_Exercises to complete_
a: Retype the part of the Caesar Creek fishing thread that runs from "Hey Dink, I" down to "type of attack)".
b: In the Caesar Creek fishing thread, list the name of each poster as it appears in the post headings, in order.
c: Decide whether each statement agrees with the Caesar Creek fishing thread. Answer yes or no, and quote the words that settle it.
(i) troutski reports that Caesar Creek has zebra mussels.
(ii) fishcrazy recommends trolling for crappie in 30 to 40 feet of water.
(iii) dinkbuster1 describes Eastwood Lake as about 200 acres.

_Passage shown_
# CC Fishery Needs Improvement



## troutski (Oct 9, 2005)

My opinion is that Caesar Creek does needs help in the fish department. It is a beautiful lake but the fishing is poor. It probably suffers from a poor spawn hatch. Crappie fishing is way down over the last three years. CC lacks weeds to help protect fry. CC has a lot of carp and now has an infestation of zebra mussels that blankets the bottom. Saugeye stocking is not the answer either. Ohio needs to do a better job with their lakes!


----------



## kingfisher (Nov 29, 2004)

yea i agree, ohio fisheries management is horrible, the stocking program is good, but the limits are no where near strict enough. Gotta keep the meat hunters happy i guess


----------



## fishcrazy (Apr 6, 2004)

I thought the same thing when I first started fishing there. It can be tough out there. I had the best crappie spring ever on caesars last year, even some 15 and 17 inchers. You have to find the secret, which is tottally different with other lakes. I have two suggestions. 1. For Crappie put on a 1/8 jig and milk chartruce twister (minnow tipper) and troll (yes troll) the edge lines of the lake in 10 to 20 ft of water, with med slow speed on the trolling motor. For Saugeye do the same but have the bait on the bottom and no higher of the bottom than 10 inches.

Not a expert, but it worked for me.

Fishcrazy :T


----------



## Guest (Jan 3, 2006)

Yes we do need more limits on ALL fish if we want to maintain our fish population. If we had limits both the meathunters and the selective harvesters could be happy. I do beleive CC does have some limits but we need them on ALL lakes on ALL fish. And they need to be much stricter. This is just my opionion if you want your grandkids to enjoy fishing like you have.


----------



## flathunter (Apr 5, 2004)

Good post trap, I agree with you!


----------



## dinkbuster1 (Oct 28, 2005)

just gonna add my 2 cents here, i live near ceasars creek but think i might have fished there 3 times so i dont know it very well. i agree that saugeye are not an answer to making a fishery better unless you have an over abundance of shad. in fact i beleive adding saugeye can ruin a lake. i have a park near me that has an old gravel pit lake that is about 200 acres, eastwood lake. now this hasnt been the best lake in the world to fish but it wasnt bad. until the park district started stocking 'eyes. the perch have dissapeared, very hard to catch a bluegill now, shad are scarce,crappie, bass, etc. over the years ive caught a few saugeyes while crappie fishing there and have found all kinds of fish in their bellys, including small channel cats. i honestly think those 'eyes have cleaned that lake out.


----------



## Salmonid (Apr 14, 2004)

Hey Dink, I have some experience with Eastwood and unfortunately, its those same meathunters who say "we want fish to eat" and the saugeyes are the perfect fit for most ohio lakes, they are a Put, Grow and Take fishery. 
We have to remember the DNR has an obligation to ALL anglers in Ohio and that includes sport and meat eaters. Typically the meateaters are from an older generation where this was much more common and they have a very strong voice within the DNR, I personally dont have a problem with selective harvest of certain sizes and species. (so dont take this as any type of attack)

_Source data_
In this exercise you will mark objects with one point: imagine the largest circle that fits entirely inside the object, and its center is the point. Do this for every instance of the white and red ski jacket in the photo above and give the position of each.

_Results of the tasks_
a:
Hey Dink, I have some experience with Eastwood and unfortunately, its those same meathunters who say "we want fish to eat" and the saugeyes are the perfect fit for most ohio lakes, they are a Put, Grow and Take fishery. 
We have to remember the DNR has an obligation to ALL anglers in Ohio and that includes sport and meat eaters. Typically the meateaters are from an older generation where this was much more common and they have a very strong voice within the DNR, I personally dont have a problem with selective harvest of certain sizes and species. (so dont take this as any type of attack)

b:
troutski
kingfisher
fishcrazy
Guest
flathunter
dinkbuster1
Salmonid

c:
(i) Yes: "now has an infestation of zebra mussels that blankets the bottom"
(ii) No: "in 10 to 20 ft of water"
(iii) Yes: "an old gravel pit lake that is about 200 acres, eastwood lake"